### DATA RECORDS
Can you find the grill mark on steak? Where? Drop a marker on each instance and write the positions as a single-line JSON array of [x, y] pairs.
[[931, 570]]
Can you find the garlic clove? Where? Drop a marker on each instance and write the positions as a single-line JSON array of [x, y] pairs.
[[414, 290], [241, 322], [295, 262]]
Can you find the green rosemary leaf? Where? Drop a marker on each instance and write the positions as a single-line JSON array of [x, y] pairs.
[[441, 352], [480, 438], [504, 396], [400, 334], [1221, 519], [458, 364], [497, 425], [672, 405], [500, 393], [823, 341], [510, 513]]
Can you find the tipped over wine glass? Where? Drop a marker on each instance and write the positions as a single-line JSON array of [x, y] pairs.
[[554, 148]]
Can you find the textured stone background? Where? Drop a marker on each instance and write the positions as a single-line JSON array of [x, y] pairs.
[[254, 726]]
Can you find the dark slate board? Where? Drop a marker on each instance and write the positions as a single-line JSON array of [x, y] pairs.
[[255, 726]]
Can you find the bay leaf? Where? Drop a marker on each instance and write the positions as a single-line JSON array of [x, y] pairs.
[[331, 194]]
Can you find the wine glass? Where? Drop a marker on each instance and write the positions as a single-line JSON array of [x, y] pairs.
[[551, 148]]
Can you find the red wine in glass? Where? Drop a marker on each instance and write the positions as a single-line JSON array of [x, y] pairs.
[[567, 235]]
---
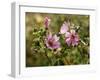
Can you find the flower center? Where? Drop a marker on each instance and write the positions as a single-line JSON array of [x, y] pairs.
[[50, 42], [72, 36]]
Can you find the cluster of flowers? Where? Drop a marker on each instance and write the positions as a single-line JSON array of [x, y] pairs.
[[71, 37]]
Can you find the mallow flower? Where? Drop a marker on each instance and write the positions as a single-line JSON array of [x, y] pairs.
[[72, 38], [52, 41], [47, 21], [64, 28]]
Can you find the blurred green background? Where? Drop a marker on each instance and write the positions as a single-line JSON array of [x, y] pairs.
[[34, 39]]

### TO DO
Copy the entries above verbatim, starting with the line containing "Can you find the grill" and continuing through the line containing "[[551, 148]]", with both of those lines included.

### TASK RESPONSE
Can you find the grill mark on steak? Where? Drop a marker on each instance and write the positions as a single-line JSON array of [x, y] pairs.
[[931, 570]]
Can you find the garlic clove? Where? Drop a marker on each instance and write the positions as a single-line JSON array of [x, y] pairs.
[[414, 290], [241, 322], [295, 262]]
Can you find the green rosemary leaf? Where? Drop a marker on each instance and write the positions as a single-line JSON array of [x, y] pairs.
[[441, 352], [480, 438], [504, 396], [400, 334], [1221, 519], [458, 364], [497, 425], [672, 405], [500, 393], [823, 341], [510, 513]]
Can you find the tipped over wine glass? Where? Drop a marker on each instance and write the positions as a single-line JSON array of [x, y] pairs.
[[554, 148]]
Can you find the textured stone background? Where? Drop a marker on each instance and write the positions as a single-line JSON array of [x, y] pairs.
[[254, 726]]
Can you find the dark slate board? Where? Drop a marker on each instance and write the positions as a single-line JSON array of [x, y] pairs.
[[255, 726]]
Can you find the bay leaf? Where? Drop a marker on each instance and write the positions as a single-line JSON array of [x, y] pairs.
[[331, 194]]
Can you find the wine glass? Where? Drop a marker on each instance and write the positions as a single-line JSON array of [x, y] pairs.
[[551, 148]]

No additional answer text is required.